Leaders here say the plan could allow thousands of Philadelphians to attend community college — people who wouldn’t have attended before because they couldn’t afford it. Donald Generals, president of the Community College of Philadelphia, said Friday that the school’s enrollment could increase by 15 percent, and that’s a “conservative” estimate.

Bonus: If the plan moves forward, it could cut down on the city’s nearly-9-percent high school dropout rate, giving students the financial hope they might need to push through their final years of high school with plans to attend community college.

But there are major concerns with the proposal — like where schools will put the thousands of (theoretical) new students. And experts say it’ll be a hard sell for the president who will need backing from a Republican-controlled Congress. Here’s what you need to know:

The basics

Obama today unveiled his “America’s College Promise” proposal that’d spend billions of dollars in federal funds to subsidize two years of free community college education for working Americans. Basically community college and trade school would be as accessible as high school. The White House estimates at least nine million American students could obtain an associate’s degree or half their bachelor’s degree for no cost, saving an average of $3,800 a year in tuition.

Here’s how it’d work: The feds will cough up three quarters of the average cost of community college tuition, while students will be required to enroll at least half-time, maintain a 2.5 GPA and work to obtain a degree in three years. The state will have to agree to provide the cash needed for the other 25 percent of tuition if they’re willing to take part in the program.

* [Provided records]
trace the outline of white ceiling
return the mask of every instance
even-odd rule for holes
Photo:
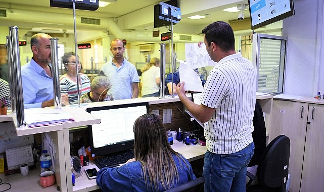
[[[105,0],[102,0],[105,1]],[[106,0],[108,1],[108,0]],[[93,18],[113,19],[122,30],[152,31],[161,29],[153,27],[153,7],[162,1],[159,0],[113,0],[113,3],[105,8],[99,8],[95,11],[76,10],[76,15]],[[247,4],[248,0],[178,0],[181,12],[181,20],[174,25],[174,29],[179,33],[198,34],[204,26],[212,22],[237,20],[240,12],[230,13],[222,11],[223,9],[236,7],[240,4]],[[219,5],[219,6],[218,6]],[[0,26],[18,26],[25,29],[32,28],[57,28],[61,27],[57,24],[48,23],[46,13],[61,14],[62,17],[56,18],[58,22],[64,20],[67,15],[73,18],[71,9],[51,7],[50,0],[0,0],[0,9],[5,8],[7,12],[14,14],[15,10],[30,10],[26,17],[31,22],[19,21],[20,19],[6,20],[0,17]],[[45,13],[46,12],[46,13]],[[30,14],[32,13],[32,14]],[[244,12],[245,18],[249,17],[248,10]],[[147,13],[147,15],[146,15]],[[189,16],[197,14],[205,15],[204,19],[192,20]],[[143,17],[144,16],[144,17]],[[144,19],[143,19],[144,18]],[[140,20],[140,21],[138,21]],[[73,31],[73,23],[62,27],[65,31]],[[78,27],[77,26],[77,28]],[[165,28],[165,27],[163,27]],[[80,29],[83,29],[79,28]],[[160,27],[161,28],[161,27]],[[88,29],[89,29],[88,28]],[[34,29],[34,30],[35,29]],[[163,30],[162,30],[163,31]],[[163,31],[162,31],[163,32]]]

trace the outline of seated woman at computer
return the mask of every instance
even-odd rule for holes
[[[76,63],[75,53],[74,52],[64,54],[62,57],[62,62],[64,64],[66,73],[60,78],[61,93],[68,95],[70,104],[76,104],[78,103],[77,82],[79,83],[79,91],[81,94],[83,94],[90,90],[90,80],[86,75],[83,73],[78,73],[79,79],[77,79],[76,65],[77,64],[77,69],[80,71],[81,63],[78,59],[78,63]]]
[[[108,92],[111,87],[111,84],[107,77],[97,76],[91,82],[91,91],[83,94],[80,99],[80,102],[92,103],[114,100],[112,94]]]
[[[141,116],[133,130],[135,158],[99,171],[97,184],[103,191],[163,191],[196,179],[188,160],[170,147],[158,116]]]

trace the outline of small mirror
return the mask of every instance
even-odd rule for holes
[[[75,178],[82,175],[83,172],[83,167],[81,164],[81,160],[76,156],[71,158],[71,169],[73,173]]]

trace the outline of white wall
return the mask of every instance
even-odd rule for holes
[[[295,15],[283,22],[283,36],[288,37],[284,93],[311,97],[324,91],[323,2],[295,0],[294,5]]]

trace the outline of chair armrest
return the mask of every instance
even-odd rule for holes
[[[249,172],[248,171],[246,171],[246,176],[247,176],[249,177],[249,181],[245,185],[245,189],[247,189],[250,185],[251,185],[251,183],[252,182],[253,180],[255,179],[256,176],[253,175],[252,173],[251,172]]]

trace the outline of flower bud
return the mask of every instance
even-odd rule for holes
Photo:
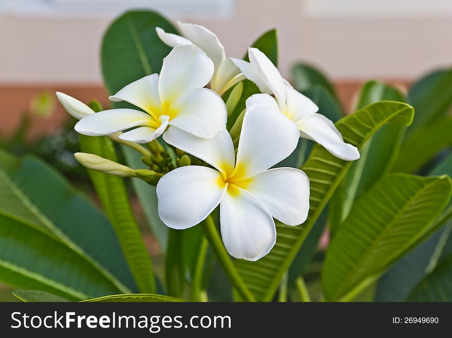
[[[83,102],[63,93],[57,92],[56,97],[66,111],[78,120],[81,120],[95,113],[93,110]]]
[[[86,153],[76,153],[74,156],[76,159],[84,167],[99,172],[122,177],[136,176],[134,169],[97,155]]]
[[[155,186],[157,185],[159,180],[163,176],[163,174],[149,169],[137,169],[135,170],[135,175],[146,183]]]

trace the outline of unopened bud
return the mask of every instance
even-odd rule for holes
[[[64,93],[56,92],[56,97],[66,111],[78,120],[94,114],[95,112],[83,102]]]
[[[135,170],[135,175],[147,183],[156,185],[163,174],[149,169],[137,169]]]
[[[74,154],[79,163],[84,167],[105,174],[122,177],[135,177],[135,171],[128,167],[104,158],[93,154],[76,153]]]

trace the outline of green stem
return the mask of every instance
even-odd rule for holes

* [Tasks for this exercise]
1 - Arrange the rows as a Markdown table with columns No. and Row, starting at the row containing "trace the outline of green stem" and ending at the last row, skipping blank lines.
2 - Pick up the article on the free community college proposal where it stops and write a continuation.

* [Results]
1 -
| No. | Row |
|---|---|
| 1 | trace the outline of green stem |
| 2 | return the mask of every instance |
| 3 | even-odd rule for holes |

2 -
“Community colleges should be free for those willing to work for it,” Obama said Friday during an event in Tennessee. “It’s not a blank check, not a free lunch, but for those willing to do the work…it can be a game changer.”

Is this too good to be true?

Experts say more details on the plan — that could cost in the ballpark of $60 billion over 10 years — will come during the State of the Union address on Jan. 20 and when the president unveils his 2016 budget request. But the president’s proposal is faaaaar from reality. In fact, Republican leaders are calling the move a talking point rather than a plan, and Obama’s efforts could be easily stymied by Republicans controlling Congress.

So what’s it mean for Philly?

It could be huge for Philadelphia’s higher education scene. The Community College of Philadelphia, already the largest public institution of higher education in the city, enrolls more than 34,000 students every year, and Philadelphia students with a 13-credit load pay $2,555 a semester. That number of students could skyrocket for two reasons:

  1. More people will be able to afford an associate’s degree.
  2. Students looking to get a bachelor’s degree could spend their first two years in community college for free and then transfer to a four-year school.

Generals, the Community College of Philadelphia president, said Friday that the school turned away 3,000 students last year who either didn’t qualify for enough financial aid or didn’t provide the correct federal aid documentation. He estimated that if this proposal becomes reality, those 3,000 students and more would immediately have the ability to attend school.

That’s a lot of new students.

Yes it is. One of the most glaring concerns for 1,100 community colleges across the country is building capacity. Where they’ll put a major influx of new students looking for a free education is anyone’s guess.

“We would have to deal with it,” Generals said. “In terms of our budget and budget requests and achieving certain economies, it probably would mean more support for both faculty, classroom space and facilities.”

Where are these students coming from?

Philadelphia has historically dealt with a high dropout rate, and most recently the rate reached nearly 1 in 10 students. More federal support for community colleges means they’ll be able to better work with high schools in dual enrollment and curriculum alignment with the hope of decreasing the dropout rate.

But if that doesn’t work, it’s another chance at an education for those who do leave high school.

“This provides an opportunity to gives those individuals second chances,” Generals said. “That’s part of what we do. We provide second chances for people who do drop out, and many of those people are very successful right now in living middle-class lives.”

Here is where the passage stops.